Set down again exactly the lines of the listing below that fall between the line holding "Where can you spot the keyboard" and the line holding "Where can you spot the man playing", inclusive.

- [Excerpted records]:

────────────────────

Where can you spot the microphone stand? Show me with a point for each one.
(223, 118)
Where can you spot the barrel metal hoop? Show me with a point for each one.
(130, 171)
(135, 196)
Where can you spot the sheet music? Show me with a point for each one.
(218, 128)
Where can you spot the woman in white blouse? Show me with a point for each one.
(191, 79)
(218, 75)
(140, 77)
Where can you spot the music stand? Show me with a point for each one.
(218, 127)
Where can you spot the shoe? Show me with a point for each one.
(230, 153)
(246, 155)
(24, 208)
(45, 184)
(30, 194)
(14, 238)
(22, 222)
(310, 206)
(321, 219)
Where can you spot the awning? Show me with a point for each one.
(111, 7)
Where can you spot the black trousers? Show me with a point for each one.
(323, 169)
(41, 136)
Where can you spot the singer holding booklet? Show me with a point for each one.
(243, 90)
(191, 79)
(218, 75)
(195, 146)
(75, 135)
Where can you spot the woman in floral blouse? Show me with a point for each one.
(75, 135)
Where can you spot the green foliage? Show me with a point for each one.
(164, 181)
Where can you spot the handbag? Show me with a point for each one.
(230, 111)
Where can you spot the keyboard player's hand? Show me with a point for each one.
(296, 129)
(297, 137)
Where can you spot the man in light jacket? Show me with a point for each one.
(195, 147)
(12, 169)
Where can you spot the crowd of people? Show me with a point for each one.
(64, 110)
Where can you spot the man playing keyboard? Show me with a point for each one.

────────────────────

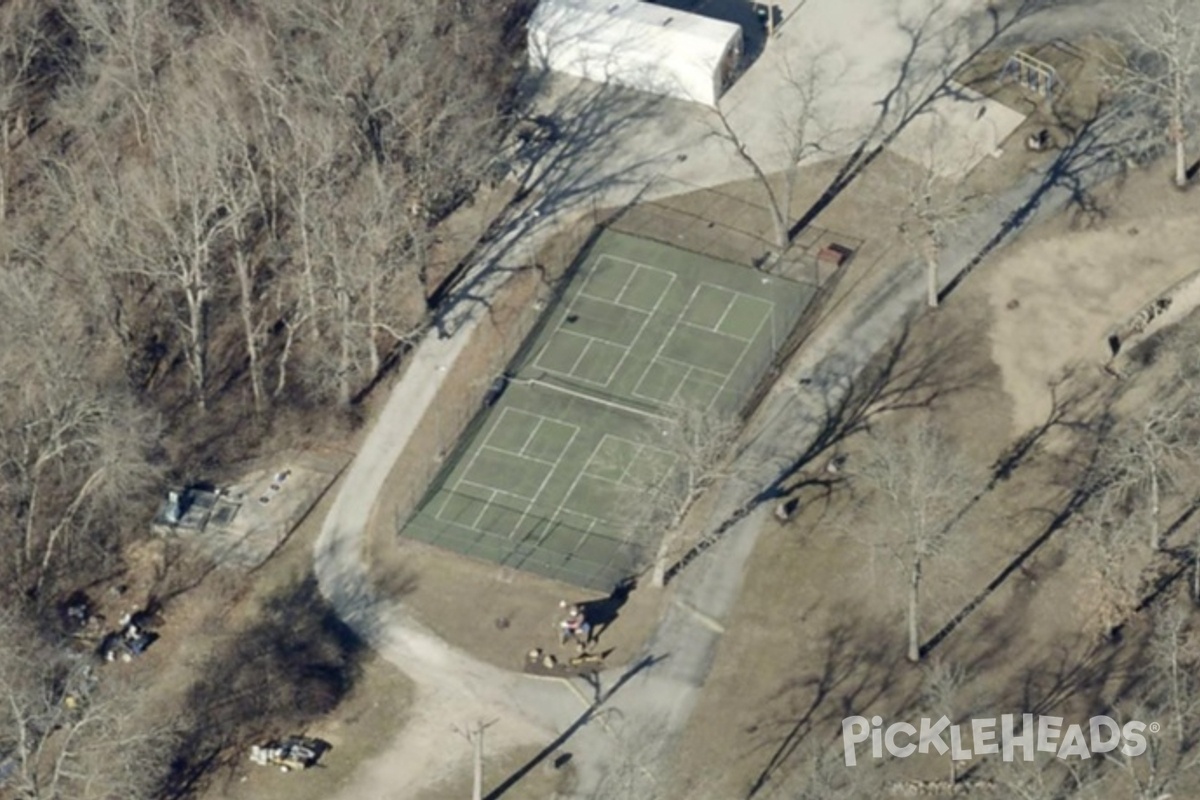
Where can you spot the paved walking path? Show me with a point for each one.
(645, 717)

────────────────────

- [Written answer]:
Where can you spot the keyboard player's hand? Show me with a point for each one.
(296, 129)
(297, 137)
Where can you spot the man in light jacket? Show me with a point for each one.
(195, 147)
(12, 169)
Where can you spot the crowd of people? Show me with a point for each one.
(64, 110)
Where can you spot the man playing keyboard? Show me with a point for each one.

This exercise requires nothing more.